## Information given
================
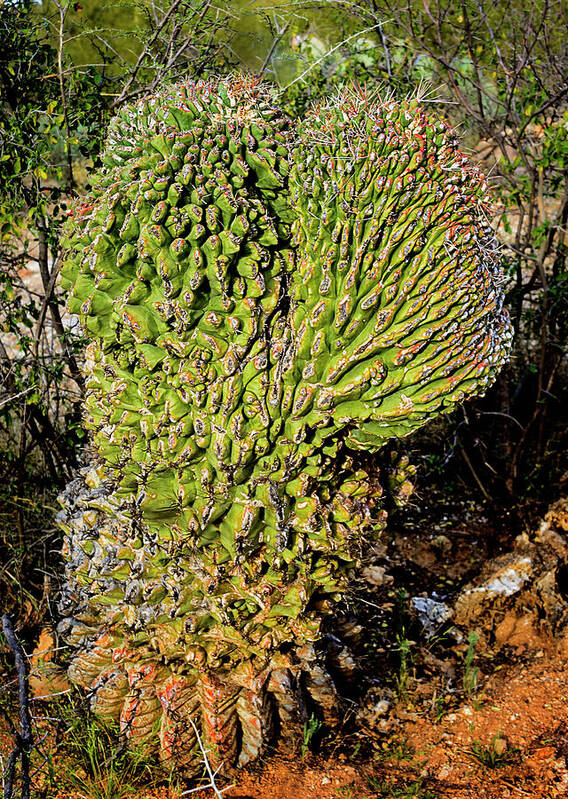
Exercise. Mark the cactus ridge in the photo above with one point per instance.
(262, 298)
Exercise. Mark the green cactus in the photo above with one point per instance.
(263, 299)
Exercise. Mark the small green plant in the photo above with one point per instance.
(493, 755)
(388, 790)
(102, 766)
(402, 678)
(471, 674)
(439, 706)
(311, 727)
(398, 750)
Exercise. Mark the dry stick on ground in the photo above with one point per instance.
(24, 738)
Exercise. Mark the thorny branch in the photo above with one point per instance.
(24, 738)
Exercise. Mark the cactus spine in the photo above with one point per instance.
(262, 299)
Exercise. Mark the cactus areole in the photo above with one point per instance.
(263, 298)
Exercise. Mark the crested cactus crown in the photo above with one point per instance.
(263, 299)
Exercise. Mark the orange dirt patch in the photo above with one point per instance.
(522, 718)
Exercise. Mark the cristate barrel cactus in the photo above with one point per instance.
(263, 299)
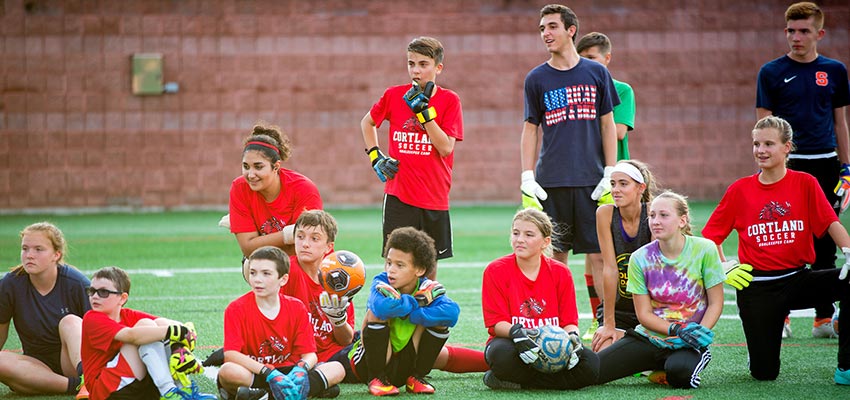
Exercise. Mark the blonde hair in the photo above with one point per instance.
(680, 203)
(53, 234)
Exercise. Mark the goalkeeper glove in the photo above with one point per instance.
(335, 307)
(842, 189)
(692, 333)
(417, 100)
(531, 191)
(385, 167)
(526, 347)
(846, 267)
(181, 363)
(428, 291)
(182, 334)
(388, 291)
(575, 347)
(737, 275)
(298, 376)
(604, 184)
(280, 385)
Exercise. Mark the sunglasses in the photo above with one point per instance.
(102, 293)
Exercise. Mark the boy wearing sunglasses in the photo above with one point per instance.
(130, 354)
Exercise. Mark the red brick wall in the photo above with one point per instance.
(73, 135)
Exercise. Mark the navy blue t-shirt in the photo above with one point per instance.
(567, 106)
(805, 95)
(37, 317)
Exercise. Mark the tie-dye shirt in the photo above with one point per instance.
(676, 288)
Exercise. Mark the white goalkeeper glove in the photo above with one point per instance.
(846, 267)
(335, 307)
(224, 222)
(532, 192)
(604, 185)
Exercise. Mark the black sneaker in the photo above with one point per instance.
(329, 393)
(215, 359)
(246, 393)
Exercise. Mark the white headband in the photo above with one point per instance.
(630, 170)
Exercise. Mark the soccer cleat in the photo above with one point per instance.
(822, 328)
(329, 393)
(249, 393)
(786, 328)
(380, 387)
(492, 382)
(842, 376)
(658, 377)
(588, 336)
(418, 385)
(82, 391)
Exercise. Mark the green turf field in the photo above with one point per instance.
(185, 267)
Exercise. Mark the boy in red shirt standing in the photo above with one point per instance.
(129, 354)
(425, 122)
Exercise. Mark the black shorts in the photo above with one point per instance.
(436, 223)
(144, 389)
(574, 214)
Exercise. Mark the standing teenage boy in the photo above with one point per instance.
(425, 122)
(810, 91)
(572, 100)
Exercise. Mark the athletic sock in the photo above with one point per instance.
(156, 362)
(591, 292)
(318, 382)
(376, 341)
(430, 344)
(463, 360)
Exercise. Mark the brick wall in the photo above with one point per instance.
(73, 135)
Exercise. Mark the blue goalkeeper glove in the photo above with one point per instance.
(298, 376)
(280, 385)
(524, 344)
(417, 99)
(385, 167)
(531, 191)
(604, 184)
(428, 291)
(692, 333)
(842, 189)
(737, 275)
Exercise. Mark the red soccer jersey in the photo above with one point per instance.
(249, 211)
(303, 288)
(424, 178)
(99, 347)
(508, 295)
(280, 341)
(775, 222)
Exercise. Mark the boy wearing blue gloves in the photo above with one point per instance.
(407, 319)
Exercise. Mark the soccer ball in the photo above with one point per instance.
(555, 349)
(342, 273)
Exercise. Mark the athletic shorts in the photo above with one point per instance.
(52, 360)
(436, 223)
(574, 214)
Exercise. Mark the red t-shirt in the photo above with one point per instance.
(280, 341)
(249, 211)
(508, 295)
(302, 287)
(775, 222)
(99, 347)
(424, 178)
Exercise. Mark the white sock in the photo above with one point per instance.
(155, 358)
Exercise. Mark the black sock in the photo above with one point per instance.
(318, 382)
(430, 344)
(376, 341)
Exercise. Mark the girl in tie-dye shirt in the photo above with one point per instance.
(676, 282)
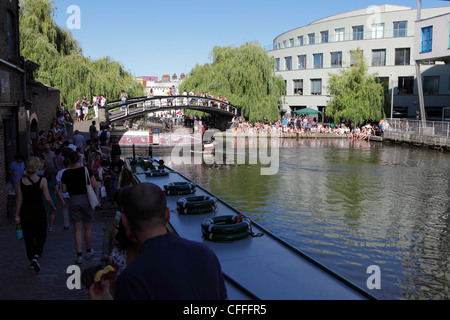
================
## Written request
Please count the lines in the listing above that contain the string "cactus", matching case exactly. Reply with the number alone.

## Expected answer
6